Texte fourni:
CHAPITRE III : Les éléments de la corrélation de perception.

§ 14 : Contenus de sensation et qualités chosiques.

Husserl commence dans ce chapitre par distinguer les différents éléments de la sensation et ceux de chose. Il prend l'exemple de la perception d'une maison. Il prend cet exemple qu'il considère comme une perception exemptée de tous changement. Car la maison est toujours quelque chose de statique. En elle, il y a par contre du mouvement, de l'étendu auquel participent les individus d'une famille et l'entourage de voisinage environnant. A vrai dire, l'exemple que reprend Husserl en veut pour preuve une perception exempt de tout changement. C'est pour cela qu'il qualifie la perception de la maison d'une perception externe inchangée. C'est-à-dire une perception toujours marquée par ce qu'il appelle la mêmeté. On a l'impression que Husserl voulait bâtir sa maison à son goût, selon son désir. Cependant, si une différence existe entre la couleur proprement sentie dans un espace temps, et entre la maison telle qu'elle est perçue extérieurement, alors ce qui intéresse Husserl est le moment réel qui est le contenu essentiel de la perception et de la couleur et de la maison. La couleur rouge de la maison par exemple n'est pas une véritable perception du rouge proprement dit. Elle n'est pas une propriété ni une marque distinctive de la perception, mais une marque distinctive de la chose perçue qui est la maison. Le choix de la couleur rouge n'est pas un choix désintéressé. Il est voulu. C'est un choix qui incite au courage du sacrifice pour la construction avec force, des maisons. D'ailleurs l'acte de bâtir et de fonder un État n'est pas toujours quelque chose de donnée immédiatement. Cela – comme l'histoire de la pensée humaine nous l'enseigne – présuppose la donation du temps du sacrifice. Il en va de même pour le choix de la couleur jaune, qui est aussi voulu. Le sang humain en effet se transforme du rouge en jaune. Ce que Husserl voulait laisser penser d'une manière intelligente et implicite c'est que la création d'un État, d'une maison n'est pas une donnée mais le fruit d'une construction qui se construit dans le risque gratuit et dans le vivre dangereusement. Voilà donc un retour à Nietzsche.

La perception en revanche ne peut pas être considérée comme une chose parce qu'elle contient un moment d'étendue. Elle est animée d'instances temporelles incommensurables sans pour autant qu'il ait en elle-même quelque chose d'étendue. Puisque l'étendue est le propre d'une certaine modification de la chose spatiale, alors du fait que la perception n'est pas une chose propre à l'espace, on ne peut dans ce cas lui appliquer les mêmes normes du changement perceptif spatial. Car nous dit-on l'espace est la forme nécessaire de la choséité, et non pas la forme des vécus sensibles. Cette définition qui fût le propre du Kantisme est (aux yeux de Husserl) une position fondamentalement fausse. Si Kant parlait de la “ Forme de l'intuition ”, comme étant un jugement synthétique a priori qui s'opère dans le jugement du goût (faculté de juger), un jugement qui est en relation de connexion réciproque avec l'intention idéelle vécue dans le toujours-déjà de l'intention qui est à son tour inhérente à une causalité nouménale intelligible, alors pour Husserl sensation et perception ne forment guère une unité, car “ il y a toujours lieu de séparer contenu global senti et objet perçu, des contenus de sensation individuels et des marques distinctives qui leur correspondent 834  ”, disait Husserl. Le lien qui pourrait s'opérer entre sensation est perception n'est pas celui de la possibilité de leur relation de connexion réciproque, mais celui de leur relation de connexion nécessaire à condition à ce que l'objet perçu soit dégagé, opéré et mis en forme.

Données enregistrées:
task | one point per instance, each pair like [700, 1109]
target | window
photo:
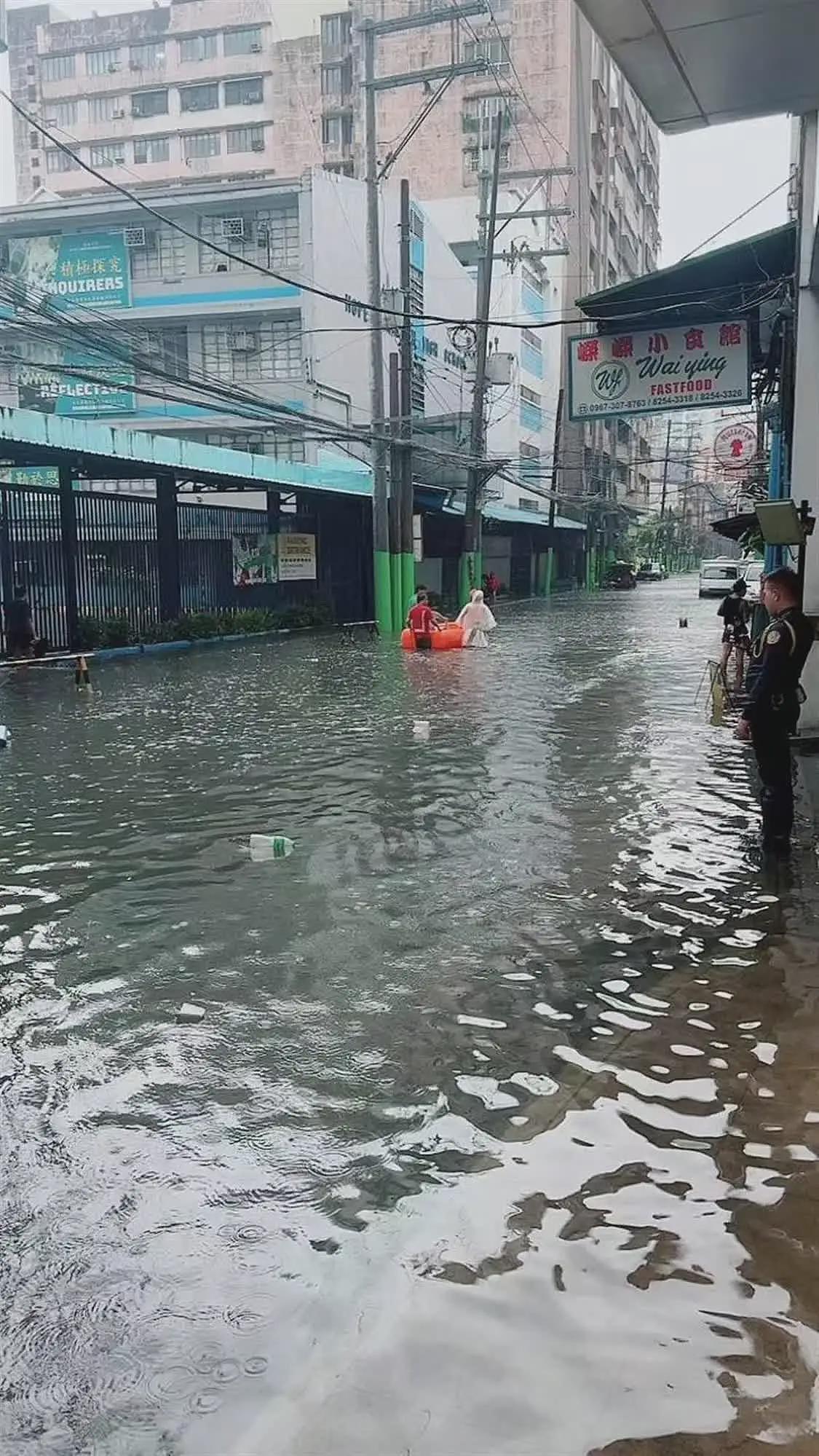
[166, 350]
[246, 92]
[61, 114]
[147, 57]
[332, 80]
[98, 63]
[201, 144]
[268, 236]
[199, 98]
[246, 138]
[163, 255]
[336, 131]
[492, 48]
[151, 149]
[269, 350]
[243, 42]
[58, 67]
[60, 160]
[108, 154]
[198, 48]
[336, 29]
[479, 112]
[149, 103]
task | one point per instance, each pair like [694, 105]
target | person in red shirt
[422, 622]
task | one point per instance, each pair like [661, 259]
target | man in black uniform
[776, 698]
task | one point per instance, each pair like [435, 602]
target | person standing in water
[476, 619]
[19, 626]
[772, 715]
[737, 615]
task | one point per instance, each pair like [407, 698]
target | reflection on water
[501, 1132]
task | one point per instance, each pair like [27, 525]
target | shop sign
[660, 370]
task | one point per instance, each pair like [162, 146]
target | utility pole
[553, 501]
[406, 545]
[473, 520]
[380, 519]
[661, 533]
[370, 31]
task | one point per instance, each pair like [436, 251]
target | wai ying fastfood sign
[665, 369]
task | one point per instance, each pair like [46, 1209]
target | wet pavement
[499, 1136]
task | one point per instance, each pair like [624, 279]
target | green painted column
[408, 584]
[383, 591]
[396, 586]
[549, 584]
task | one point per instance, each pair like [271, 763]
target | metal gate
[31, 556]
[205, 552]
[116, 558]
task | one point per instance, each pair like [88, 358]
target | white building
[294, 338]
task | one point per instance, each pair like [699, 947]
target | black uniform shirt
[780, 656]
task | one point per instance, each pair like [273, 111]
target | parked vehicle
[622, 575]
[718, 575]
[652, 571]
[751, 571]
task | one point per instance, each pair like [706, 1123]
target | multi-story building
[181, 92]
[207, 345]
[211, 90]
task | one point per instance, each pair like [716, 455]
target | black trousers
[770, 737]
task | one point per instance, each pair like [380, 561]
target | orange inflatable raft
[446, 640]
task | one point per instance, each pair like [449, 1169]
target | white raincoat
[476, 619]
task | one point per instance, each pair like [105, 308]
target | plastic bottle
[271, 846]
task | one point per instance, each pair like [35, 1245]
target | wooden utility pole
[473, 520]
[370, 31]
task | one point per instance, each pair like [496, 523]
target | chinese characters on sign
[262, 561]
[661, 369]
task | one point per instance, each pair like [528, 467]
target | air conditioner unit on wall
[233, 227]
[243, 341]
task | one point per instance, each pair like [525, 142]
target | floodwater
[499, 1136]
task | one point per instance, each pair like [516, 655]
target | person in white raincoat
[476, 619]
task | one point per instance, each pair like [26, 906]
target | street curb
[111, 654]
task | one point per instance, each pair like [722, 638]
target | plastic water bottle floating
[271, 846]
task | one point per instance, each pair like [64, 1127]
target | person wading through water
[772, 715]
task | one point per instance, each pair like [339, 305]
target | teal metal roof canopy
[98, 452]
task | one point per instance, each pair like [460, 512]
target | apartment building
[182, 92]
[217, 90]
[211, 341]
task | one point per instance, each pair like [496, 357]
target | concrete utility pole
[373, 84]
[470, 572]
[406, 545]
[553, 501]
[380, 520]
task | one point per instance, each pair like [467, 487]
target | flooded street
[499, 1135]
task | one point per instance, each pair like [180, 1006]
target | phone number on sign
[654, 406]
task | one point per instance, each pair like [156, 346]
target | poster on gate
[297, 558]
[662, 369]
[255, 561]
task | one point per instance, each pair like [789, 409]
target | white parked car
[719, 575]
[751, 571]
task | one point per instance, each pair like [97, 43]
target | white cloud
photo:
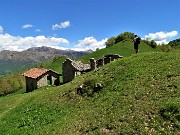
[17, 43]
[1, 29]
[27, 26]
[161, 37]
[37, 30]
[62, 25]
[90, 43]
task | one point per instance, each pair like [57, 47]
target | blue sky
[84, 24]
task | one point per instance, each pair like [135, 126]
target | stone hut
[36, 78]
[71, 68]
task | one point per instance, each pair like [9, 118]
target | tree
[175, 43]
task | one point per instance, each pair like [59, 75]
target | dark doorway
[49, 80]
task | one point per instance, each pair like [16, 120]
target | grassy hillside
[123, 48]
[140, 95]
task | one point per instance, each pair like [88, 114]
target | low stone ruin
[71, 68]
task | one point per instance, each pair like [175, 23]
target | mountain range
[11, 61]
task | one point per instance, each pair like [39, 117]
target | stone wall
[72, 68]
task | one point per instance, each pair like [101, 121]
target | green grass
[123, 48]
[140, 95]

Exercices proposés:
**A.** D'après le texte fourni, quel exemple Husserl prend-il pour distinguer les éléments de la sensation et ceux de la chose ?
**B.** Compte les lignes des enregistrements qui contiennent la chaîne "person", en respectant la casse, et donne uniquement ce nombre.

Corrigé des exercices:
**A.** La perception d'une maison.

**B.** 4